- [YOUR ASSIGNMENT]:
For this exercise, restate the data below with no change at all.

(Extracted data entries)
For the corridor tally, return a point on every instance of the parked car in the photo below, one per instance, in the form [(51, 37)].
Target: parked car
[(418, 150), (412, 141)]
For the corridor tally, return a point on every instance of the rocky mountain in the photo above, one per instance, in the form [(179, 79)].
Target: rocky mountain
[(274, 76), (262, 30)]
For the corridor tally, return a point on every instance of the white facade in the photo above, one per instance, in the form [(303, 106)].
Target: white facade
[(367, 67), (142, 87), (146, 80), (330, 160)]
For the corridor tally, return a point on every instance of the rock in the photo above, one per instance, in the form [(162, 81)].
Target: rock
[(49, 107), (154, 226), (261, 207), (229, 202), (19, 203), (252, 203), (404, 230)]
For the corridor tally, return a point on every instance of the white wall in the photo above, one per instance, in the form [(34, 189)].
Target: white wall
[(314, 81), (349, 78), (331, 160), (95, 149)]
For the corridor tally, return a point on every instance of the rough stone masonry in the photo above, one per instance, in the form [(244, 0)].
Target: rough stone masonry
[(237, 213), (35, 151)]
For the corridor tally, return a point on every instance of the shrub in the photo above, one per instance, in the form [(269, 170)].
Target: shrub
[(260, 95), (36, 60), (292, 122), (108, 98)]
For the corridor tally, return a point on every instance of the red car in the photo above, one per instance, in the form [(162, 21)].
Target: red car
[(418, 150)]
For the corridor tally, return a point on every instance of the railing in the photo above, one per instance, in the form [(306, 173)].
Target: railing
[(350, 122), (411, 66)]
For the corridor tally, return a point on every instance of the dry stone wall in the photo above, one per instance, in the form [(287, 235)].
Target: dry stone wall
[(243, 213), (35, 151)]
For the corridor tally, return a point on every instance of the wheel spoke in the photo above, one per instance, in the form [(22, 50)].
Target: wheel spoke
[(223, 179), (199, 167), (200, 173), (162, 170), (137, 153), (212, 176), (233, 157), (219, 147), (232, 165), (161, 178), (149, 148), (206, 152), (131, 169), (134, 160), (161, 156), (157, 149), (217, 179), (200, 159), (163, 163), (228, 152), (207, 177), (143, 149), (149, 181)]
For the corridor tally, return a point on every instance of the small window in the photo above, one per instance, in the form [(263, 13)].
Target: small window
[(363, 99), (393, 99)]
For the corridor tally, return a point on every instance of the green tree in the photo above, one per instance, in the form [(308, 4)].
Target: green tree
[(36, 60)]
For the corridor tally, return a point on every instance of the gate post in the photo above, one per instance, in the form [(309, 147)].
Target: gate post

- [EXERCISE RESPONSE]:
For the corridor tally, return a point on every instance of the parked car in the photo below, one per instance, in the form [(51, 37)].
Target: parked car
[(418, 150), (412, 141)]
For the corridor tally, return a point on every instance of the rocky mountain in the photo above, one per instance, in the form [(179, 79)].
Target: rocky mountain
[(274, 76), (262, 30)]
For the corridor tally, return a point on every instance of the white facade in the photo above, one per instance, in the form [(303, 106)].
Target: white facade
[(367, 67), (142, 87), (146, 80), (330, 160)]
For the corridor tally, return a point on every instance of the rock in the photo above, one per instance, in the form [(162, 81)].
Target: rock
[(49, 107), (154, 226), (261, 207), (229, 202), (19, 203), (252, 203), (404, 230)]
For the corridor tally, return a point on every instance of the white wall in the photo above, one per instance, in the form [(34, 189)].
Target: white wall
[(314, 81), (349, 78), (331, 160), (95, 149)]
For the corridor tally, return a point on every instance of the rough stone masonry in the photo above, one per instance, in the form [(244, 0)].
Target: rough stone masonry
[(237, 213), (35, 151)]
For the corridor tally, return a point on every instance of the shrub in the photo above, one per instance, in the form [(269, 170)].
Target: shrub
[(260, 95), (36, 60), (292, 122), (108, 98)]
For the corridor tally, return a point on every instance of the red car in the photo above, one per instance, in the form [(162, 21)].
Target: red car
[(418, 150)]
For the corridor tally, return a point on every instance of the railing in the photo above, one per instance, in the form [(306, 173)].
Target: railing
[(350, 122), (411, 66)]
For the corridor tally, return a point on every instance of the dry stone wall in the photo above, one per instance, in the form [(287, 235)].
Target: dry stone wall
[(243, 213), (35, 151)]
For the corridor tally, return a point on every instance of the wheel spoke in the photo above, one per instance, in the form [(22, 50)].
Target: wheel spoke
[(223, 179), (199, 167), (200, 173), (162, 170), (137, 153), (212, 176), (233, 157), (219, 147), (232, 165), (161, 178), (149, 148), (206, 152), (131, 169), (134, 160), (161, 156), (157, 149), (217, 179), (200, 159), (163, 163), (228, 152), (207, 177), (143, 149), (149, 181)]
For the corridor tally, return a point on every instance of the small window in the photo above, one per instance, in the form [(263, 13)].
Target: small window
[(363, 99), (393, 99)]
For the corridor tally, return a point on every instance of the green tree in the photo above, one per instance, in the form [(308, 4)].
Target: green tree
[(36, 60)]
For the corridor tally, return a point on every instance of the gate post in the photo above, one per instance, in the form [(309, 147)].
Target: gate post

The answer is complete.